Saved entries
↓

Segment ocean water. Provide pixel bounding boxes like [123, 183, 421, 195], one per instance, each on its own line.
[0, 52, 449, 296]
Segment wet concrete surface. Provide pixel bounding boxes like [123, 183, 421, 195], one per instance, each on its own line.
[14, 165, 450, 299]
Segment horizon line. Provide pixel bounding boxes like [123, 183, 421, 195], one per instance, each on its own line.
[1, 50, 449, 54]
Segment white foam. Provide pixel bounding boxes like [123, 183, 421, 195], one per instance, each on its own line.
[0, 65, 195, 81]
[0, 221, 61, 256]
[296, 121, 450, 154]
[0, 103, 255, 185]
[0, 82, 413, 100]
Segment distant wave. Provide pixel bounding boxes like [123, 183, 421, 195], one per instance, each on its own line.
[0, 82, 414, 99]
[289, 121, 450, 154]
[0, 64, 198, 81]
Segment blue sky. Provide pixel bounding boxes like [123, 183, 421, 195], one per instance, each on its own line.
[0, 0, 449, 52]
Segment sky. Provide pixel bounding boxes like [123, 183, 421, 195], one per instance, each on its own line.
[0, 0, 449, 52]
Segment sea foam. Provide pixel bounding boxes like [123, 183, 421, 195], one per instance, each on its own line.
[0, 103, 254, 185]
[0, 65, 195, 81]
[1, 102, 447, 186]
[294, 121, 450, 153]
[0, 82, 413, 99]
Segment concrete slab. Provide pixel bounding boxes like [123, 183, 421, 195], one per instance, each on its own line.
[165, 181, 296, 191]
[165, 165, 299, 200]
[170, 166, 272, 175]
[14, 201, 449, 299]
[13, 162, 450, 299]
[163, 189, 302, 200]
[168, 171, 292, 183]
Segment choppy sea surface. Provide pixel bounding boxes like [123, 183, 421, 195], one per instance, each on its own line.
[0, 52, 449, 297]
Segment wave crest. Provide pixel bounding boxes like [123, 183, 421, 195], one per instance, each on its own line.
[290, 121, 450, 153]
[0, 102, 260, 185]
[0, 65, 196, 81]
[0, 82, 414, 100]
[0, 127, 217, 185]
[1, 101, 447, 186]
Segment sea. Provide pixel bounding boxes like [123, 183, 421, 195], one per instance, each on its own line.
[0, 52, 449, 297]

↑

◆ **WHAT YOU SHOULD DO**
Reproduce each entry word for word.

◆ **RESULT**
Segment ocean water. Provide pixel bounding boxes like [123, 183, 421, 195], one per instance, each on its own line.
[0, 52, 449, 296]
Segment wet concrete surface. Provide pixel bounding boxes like [123, 183, 421, 195], one per instance, each on its own line.
[14, 165, 450, 299]
Segment horizon line. Provide pixel bounding boxes like [123, 183, 421, 195], one per instance, each on its own line.
[1, 50, 449, 54]
Segment white foam. Provide pixel bounding boxes like [123, 183, 421, 195], one per instance, each on its own line.
[0, 65, 195, 81]
[0, 221, 61, 256]
[296, 121, 450, 154]
[0, 103, 255, 185]
[0, 82, 413, 100]
Segment distant wave. Provide pixel bounding boxes like [123, 183, 421, 195], one per instance, each on its own line.
[0, 82, 414, 99]
[289, 121, 450, 154]
[0, 64, 198, 81]
Segment blue sky. Provide pixel bounding boxes like [123, 183, 421, 195], one per instance, each on its own line.
[0, 0, 449, 52]
Segment sky. Provide pixel bounding boxes like [123, 183, 421, 195], one per instance, each on its own line.
[0, 0, 449, 52]
Segment sea foam. Provide pixel bounding boxes like [123, 183, 421, 195], one per instance, each on its own line.
[0, 103, 254, 185]
[0, 65, 195, 81]
[1, 102, 447, 186]
[294, 121, 450, 153]
[0, 82, 413, 99]
Segment concrete slab. Provide pixel bounding boxes like [123, 183, 421, 195], one per instance, each on its own line.
[165, 181, 296, 191]
[165, 165, 299, 200]
[170, 166, 272, 175]
[14, 201, 449, 299]
[13, 162, 450, 299]
[163, 189, 302, 200]
[168, 171, 292, 183]
Segment choppy sea surface. Provide pixel bounding boxes like [123, 183, 421, 195], one per instance, each on its own line.
[0, 52, 449, 297]
Segment wave crest. Provide pixel bounding boxes like [123, 183, 421, 195], one per instance, each on its own line.
[290, 121, 450, 153]
[0, 102, 260, 185]
[0, 65, 196, 81]
[0, 82, 414, 100]
[0, 127, 217, 185]
[1, 101, 447, 186]
Segment sea. Provide pixel bounding boxes like [123, 183, 421, 195], one per instance, each on its own line.
[0, 52, 449, 297]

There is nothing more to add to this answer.